__Exercise objective__: For every entry, reproduce the wording exactly and omit any image it holds.

---- Data for this task

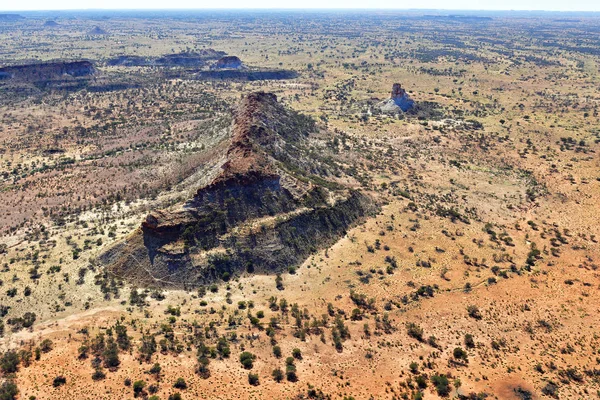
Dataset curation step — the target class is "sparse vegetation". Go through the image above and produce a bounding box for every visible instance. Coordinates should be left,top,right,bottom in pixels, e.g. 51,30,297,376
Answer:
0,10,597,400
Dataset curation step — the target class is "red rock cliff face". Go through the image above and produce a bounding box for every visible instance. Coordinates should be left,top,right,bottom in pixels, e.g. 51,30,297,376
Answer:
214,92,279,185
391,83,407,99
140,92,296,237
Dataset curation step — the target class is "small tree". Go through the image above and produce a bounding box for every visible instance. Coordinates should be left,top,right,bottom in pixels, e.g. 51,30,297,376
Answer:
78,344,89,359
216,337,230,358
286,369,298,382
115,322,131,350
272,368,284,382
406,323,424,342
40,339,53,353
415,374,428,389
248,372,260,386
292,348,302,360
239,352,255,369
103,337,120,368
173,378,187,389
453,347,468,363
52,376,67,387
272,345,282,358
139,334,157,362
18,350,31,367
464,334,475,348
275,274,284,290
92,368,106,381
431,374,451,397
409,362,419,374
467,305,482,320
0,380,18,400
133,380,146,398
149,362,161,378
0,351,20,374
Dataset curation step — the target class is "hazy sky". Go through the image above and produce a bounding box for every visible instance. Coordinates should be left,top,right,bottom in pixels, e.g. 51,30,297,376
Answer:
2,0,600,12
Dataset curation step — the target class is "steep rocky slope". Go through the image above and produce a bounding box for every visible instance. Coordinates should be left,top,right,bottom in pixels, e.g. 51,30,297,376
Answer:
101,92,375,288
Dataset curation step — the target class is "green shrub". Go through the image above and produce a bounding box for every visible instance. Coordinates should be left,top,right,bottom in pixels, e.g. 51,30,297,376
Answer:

--------

__Completed exercise__:
Dataset curation step — the target class is "sparse vegetation". Go through the image above and produce a bounding box for every visible instance. Coordinates should be left,top,right,bottom in pixels, e.g. 51,30,297,376
Answer:
0,10,597,400
Dataset curation step — the target class is "red rock cliff face". Go through the image above and produce a bounding box for every visible instance. Coordinates should be left,top,right,bottom in pixels, e.g. 51,30,297,376
Answer:
214,92,279,185
391,83,407,99
140,92,296,237
Dataset curation step — the target class is "small tree". Go through the image above and produce a bounding box for every visible instance. Coordinates should be left,top,right,bottom in pixels, e.g. 51,30,297,376
Answer:
78,344,89,359
216,337,230,358
286,369,298,382
115,322,131,350
272,368,284,382
406,323,424,342
40,339,53,353
415,374,428,389
248,372,260,386
292,348,302,360
239,352,255,369
103,337,120,368
173,378,187,389
453,347,468,363
52,376,67,387
272,345,282,358
139,334,157,362
18,350,31,367
464,334,475,348
275,274,284,290
92,368,106,381
431,374,451,397
409,362,419,374
467,305,482,320
0,380,18,400
133,380,146,398
149,362,161,378
0,351,20,374
Dataset curation step — the target class is "hazy sky". Go through the image above and produce a bounding box for every visible instance. Coordinates should be left,top,right,bottom in pixels, e.g. 51,30,297,376
Answer:
2,0,600,12
Dataset curation step — the target class is "steep rocky slope". Go through the image above and produce a bounding box for every visible instance. Coordinates should be left,top,right,bottom in pixels, e.g. 51,30,297,376
Answer:
101,92,375,288
Dataset curation step — the target class is "green shrub". Go through the image above and produce a bounding box for every visible instance. Coordinates should be left,top,right,bottom in pixels, e.g. 51,30,297,376
Answer:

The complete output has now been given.